● **MATERIAL PROVIDED**
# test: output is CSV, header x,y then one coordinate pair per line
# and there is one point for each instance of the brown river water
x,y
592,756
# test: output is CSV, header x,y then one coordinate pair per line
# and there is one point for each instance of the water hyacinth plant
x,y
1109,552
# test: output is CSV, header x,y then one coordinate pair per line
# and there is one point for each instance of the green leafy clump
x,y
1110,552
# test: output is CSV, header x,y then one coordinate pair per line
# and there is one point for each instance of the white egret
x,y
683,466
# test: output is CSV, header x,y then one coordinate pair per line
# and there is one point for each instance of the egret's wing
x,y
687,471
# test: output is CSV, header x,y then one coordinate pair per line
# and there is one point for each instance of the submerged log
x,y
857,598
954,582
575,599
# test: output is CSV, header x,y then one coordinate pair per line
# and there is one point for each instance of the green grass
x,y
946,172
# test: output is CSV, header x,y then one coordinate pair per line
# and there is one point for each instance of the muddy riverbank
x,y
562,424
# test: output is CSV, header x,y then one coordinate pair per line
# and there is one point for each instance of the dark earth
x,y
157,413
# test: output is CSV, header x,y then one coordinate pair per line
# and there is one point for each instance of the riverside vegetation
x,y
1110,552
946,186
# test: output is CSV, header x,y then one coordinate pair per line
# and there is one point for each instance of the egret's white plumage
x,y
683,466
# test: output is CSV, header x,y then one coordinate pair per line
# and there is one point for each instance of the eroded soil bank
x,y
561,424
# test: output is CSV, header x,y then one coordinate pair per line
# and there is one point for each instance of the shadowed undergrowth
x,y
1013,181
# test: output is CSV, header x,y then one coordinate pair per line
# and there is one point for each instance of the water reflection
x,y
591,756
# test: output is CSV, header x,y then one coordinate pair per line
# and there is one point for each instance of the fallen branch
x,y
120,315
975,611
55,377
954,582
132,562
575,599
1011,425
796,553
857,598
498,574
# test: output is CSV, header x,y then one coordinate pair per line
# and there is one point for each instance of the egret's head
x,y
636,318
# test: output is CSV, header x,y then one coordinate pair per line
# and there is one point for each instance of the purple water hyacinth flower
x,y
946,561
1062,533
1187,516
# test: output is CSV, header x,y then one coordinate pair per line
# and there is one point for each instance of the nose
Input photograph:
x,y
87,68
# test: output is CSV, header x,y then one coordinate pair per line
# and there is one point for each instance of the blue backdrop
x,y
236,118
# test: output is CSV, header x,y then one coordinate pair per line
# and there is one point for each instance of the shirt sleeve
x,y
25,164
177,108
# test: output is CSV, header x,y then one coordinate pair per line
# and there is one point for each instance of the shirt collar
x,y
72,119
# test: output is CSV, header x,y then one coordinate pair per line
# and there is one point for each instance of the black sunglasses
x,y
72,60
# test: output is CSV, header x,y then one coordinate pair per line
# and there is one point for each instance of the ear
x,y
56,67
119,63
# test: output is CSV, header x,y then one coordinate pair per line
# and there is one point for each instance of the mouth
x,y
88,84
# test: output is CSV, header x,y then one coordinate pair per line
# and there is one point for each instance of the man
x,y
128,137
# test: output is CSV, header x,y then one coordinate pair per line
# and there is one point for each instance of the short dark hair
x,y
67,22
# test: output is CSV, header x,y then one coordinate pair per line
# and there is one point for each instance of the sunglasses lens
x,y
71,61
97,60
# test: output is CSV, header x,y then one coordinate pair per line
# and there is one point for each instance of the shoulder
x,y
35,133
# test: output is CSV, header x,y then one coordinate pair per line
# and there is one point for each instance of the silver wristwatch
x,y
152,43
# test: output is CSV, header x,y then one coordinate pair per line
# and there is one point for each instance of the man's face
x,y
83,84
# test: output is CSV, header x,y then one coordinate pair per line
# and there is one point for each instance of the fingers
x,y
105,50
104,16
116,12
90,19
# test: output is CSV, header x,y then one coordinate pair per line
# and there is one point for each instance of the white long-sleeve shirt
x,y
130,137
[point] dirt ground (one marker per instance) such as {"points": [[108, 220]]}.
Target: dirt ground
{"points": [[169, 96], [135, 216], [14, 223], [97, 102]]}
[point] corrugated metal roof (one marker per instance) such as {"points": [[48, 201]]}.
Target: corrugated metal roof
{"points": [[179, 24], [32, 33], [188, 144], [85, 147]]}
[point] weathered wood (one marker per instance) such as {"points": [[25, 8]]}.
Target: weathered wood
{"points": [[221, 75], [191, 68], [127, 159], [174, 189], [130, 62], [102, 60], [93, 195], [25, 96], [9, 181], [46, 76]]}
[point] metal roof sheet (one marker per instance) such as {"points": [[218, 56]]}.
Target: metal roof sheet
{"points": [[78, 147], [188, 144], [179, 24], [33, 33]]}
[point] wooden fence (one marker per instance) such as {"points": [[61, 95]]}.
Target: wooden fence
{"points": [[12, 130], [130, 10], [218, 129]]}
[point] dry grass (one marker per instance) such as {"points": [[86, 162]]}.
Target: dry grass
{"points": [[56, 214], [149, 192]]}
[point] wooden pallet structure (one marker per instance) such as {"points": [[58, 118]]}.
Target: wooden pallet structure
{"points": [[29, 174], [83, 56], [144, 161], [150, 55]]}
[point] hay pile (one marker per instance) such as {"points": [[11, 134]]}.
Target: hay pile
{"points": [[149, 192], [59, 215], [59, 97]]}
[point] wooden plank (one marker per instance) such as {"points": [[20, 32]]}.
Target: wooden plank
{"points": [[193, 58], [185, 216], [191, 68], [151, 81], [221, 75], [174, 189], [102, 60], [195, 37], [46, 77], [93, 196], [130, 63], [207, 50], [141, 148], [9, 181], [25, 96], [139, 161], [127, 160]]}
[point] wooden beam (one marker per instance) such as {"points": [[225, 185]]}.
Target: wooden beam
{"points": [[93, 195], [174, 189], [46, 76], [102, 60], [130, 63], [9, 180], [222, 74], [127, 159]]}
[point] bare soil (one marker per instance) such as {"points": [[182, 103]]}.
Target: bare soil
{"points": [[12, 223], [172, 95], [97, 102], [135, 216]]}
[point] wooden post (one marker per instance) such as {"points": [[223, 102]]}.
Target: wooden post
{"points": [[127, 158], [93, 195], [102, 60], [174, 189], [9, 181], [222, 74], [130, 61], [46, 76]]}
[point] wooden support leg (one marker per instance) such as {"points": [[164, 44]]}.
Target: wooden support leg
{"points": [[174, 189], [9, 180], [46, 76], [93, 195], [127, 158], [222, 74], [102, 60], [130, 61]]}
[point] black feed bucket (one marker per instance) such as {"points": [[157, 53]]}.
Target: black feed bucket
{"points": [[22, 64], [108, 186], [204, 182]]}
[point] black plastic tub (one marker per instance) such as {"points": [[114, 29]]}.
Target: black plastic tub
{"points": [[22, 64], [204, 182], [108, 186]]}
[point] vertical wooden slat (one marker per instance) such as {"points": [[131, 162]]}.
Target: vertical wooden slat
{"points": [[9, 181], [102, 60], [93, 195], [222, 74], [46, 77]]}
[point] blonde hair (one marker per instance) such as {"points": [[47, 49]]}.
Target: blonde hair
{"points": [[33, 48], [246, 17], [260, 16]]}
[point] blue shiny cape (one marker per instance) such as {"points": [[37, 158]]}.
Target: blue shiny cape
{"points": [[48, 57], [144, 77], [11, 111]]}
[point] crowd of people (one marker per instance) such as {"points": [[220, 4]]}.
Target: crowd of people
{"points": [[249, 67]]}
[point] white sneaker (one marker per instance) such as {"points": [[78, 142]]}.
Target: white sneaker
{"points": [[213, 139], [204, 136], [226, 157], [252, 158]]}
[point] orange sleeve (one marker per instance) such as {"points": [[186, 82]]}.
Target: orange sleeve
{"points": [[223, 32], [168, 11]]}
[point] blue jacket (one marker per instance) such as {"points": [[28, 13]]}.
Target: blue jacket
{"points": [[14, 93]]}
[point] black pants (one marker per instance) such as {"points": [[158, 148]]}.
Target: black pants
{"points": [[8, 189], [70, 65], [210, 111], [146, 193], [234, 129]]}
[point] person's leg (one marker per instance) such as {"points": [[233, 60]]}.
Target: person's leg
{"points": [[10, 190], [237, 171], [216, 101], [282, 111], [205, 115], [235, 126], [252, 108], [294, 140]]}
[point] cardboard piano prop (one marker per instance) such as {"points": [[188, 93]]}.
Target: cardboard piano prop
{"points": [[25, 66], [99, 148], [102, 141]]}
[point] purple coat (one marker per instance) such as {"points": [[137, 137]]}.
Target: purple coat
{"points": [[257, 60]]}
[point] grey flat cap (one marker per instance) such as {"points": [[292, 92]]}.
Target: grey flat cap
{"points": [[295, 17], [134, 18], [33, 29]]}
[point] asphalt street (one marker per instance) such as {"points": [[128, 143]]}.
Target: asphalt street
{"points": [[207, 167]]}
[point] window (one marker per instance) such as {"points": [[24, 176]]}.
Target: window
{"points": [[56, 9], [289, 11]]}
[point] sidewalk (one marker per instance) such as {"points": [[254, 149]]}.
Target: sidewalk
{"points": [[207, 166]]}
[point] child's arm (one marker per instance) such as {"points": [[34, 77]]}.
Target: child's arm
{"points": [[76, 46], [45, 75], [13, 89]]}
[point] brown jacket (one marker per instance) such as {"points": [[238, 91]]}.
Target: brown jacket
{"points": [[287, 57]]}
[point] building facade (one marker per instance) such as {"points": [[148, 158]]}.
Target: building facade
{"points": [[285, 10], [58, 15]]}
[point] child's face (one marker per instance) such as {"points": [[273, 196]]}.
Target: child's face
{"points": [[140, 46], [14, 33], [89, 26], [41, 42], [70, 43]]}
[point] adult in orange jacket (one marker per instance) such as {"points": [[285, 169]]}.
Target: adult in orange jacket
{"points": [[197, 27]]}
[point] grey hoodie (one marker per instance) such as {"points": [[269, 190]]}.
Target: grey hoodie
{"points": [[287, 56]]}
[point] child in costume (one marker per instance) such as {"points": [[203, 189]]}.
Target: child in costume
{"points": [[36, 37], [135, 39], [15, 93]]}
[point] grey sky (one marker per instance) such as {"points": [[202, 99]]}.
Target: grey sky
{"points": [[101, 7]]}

● **DESCRIPTION OF THE TASK**
Only the lines above starting at the line that holds "Target: wooden pallet structure" and ending at the line that holds "[point] bare soil" are to be repeated, exactly and in full.

● **EXERCISE ANSWER**
Target: wooden pallet structure
{"points": [[29, 174], [83, 56], [144, 161], [150, 55]]}
[point] hay pile (one marker per instance) such as {"points": [[11, 134]]}.
Target: hay pile
{"points": [[149, 192], [59, 215], [59, 97]]}
[point] wooden plank (one marker per instance) such as {"points": [[20, 32]]}.
Target: wooden plank
{"points": [[193, 58], [185, 216], [191, 68], [151, 81], [221, 75], [174, 189], [102, 60], [195, 37], [46, 77], [93, 196], [130, 63], [207, 50], [141, 148], [9, 181], [25, 96], [139, 161], [127, 160]]}
[point] wooden beam (one marker per instance) such as {"points": [[225, 185]]}.
Target: wooden beam
{"points": [[93, 195], [174, 189], [46, 76], [102, 60], [130, 63], [9, 180], [222, 74], [127, 159]]}
[point] bare soil (one marker per instance) such as {"points": [[182, 103]]}.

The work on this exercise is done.